### TASK BRIEF
Pull out every row below that contains the string "street", and copy each one in full.

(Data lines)
****

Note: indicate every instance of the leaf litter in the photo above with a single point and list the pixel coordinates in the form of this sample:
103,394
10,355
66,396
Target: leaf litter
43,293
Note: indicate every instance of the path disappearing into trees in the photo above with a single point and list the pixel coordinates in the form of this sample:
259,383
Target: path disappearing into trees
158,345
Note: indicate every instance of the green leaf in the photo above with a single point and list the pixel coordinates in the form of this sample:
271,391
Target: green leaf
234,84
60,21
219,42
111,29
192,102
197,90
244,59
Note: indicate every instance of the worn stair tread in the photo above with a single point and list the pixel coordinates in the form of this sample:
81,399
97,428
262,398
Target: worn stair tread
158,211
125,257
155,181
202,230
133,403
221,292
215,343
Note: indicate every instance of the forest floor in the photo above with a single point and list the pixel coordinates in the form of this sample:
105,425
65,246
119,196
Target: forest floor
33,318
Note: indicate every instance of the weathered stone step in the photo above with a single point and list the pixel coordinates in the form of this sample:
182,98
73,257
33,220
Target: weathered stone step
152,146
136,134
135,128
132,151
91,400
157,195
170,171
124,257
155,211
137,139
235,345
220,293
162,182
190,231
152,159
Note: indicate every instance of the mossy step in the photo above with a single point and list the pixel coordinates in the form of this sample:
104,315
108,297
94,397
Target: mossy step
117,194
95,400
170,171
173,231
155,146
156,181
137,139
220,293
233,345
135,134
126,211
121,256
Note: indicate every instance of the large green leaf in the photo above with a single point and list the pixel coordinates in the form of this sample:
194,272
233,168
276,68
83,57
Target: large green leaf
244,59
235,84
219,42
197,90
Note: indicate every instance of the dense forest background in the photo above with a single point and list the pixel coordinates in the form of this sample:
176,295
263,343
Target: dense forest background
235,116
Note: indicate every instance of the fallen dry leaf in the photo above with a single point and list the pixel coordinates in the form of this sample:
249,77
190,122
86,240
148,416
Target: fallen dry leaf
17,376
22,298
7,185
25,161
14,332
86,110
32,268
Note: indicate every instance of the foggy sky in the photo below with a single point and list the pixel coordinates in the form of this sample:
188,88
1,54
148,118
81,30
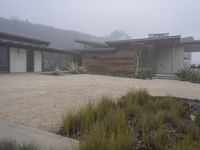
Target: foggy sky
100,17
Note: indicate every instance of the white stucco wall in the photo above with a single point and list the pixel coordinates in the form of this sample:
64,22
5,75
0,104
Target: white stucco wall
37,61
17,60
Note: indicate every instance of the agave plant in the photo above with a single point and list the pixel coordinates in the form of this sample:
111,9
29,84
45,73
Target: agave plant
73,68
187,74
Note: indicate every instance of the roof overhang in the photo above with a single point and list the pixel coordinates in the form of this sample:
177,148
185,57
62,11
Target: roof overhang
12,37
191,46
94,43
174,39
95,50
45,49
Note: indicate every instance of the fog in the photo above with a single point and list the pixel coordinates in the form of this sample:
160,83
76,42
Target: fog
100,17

****

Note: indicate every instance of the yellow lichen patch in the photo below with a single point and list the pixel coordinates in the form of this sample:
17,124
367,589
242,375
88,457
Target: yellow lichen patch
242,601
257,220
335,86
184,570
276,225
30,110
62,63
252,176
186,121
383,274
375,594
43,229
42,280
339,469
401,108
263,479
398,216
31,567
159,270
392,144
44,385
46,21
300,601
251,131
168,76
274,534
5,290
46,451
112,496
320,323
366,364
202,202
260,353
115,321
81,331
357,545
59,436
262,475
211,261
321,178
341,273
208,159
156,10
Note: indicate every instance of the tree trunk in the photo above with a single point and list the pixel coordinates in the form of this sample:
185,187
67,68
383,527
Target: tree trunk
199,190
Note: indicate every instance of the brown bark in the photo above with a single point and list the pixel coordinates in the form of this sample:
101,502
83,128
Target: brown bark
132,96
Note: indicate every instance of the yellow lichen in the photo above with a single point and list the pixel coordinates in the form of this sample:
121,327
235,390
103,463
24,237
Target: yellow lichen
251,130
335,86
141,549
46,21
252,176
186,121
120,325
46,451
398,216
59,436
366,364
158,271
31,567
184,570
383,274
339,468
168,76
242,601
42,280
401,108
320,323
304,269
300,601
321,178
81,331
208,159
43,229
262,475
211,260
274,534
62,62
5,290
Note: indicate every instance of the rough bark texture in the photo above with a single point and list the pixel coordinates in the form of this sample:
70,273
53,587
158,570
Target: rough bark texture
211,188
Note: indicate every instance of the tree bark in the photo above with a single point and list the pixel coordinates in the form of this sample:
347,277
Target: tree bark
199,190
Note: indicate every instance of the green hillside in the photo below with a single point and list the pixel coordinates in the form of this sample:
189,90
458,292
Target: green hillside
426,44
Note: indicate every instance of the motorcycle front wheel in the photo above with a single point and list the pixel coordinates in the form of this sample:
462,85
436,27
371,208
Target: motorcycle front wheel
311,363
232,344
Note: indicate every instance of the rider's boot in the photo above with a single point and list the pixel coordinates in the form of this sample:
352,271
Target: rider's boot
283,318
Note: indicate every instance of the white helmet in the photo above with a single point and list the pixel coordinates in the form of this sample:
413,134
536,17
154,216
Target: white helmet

****

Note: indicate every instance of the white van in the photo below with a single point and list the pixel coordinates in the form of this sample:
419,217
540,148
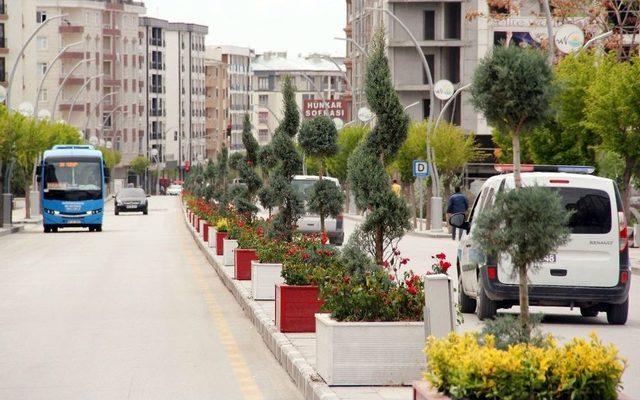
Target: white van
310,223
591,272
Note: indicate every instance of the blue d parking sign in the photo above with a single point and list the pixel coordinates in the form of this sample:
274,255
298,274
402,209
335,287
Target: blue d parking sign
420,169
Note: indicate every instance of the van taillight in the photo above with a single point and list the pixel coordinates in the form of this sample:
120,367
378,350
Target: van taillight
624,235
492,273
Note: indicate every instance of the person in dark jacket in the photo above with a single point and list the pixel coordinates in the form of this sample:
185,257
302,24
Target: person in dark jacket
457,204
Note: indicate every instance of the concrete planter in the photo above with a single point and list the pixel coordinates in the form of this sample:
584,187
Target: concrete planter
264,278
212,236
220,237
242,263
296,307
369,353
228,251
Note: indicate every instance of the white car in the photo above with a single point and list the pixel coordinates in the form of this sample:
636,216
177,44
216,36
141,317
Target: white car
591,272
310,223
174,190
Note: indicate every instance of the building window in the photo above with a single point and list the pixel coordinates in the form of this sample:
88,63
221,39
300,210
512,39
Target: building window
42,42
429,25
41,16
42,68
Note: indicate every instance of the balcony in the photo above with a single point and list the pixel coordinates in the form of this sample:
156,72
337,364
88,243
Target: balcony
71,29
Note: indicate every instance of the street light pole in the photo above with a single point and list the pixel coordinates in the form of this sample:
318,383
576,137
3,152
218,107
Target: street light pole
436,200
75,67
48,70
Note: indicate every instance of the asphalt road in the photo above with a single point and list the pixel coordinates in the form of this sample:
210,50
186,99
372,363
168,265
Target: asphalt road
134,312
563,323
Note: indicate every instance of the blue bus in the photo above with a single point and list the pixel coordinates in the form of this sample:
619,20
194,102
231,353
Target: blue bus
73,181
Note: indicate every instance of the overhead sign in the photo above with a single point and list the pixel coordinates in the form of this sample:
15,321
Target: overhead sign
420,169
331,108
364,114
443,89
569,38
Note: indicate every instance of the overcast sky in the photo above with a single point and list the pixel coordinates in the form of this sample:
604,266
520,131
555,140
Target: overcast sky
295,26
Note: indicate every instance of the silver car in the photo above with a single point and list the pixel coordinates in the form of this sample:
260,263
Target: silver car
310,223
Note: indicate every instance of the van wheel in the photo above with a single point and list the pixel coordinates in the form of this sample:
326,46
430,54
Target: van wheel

****

### WORKED ANSWER
Note: indicate every instance of the street light pole in the photo above with a single point and list the pixel coordinates in the form of this sample:
Target: street light pole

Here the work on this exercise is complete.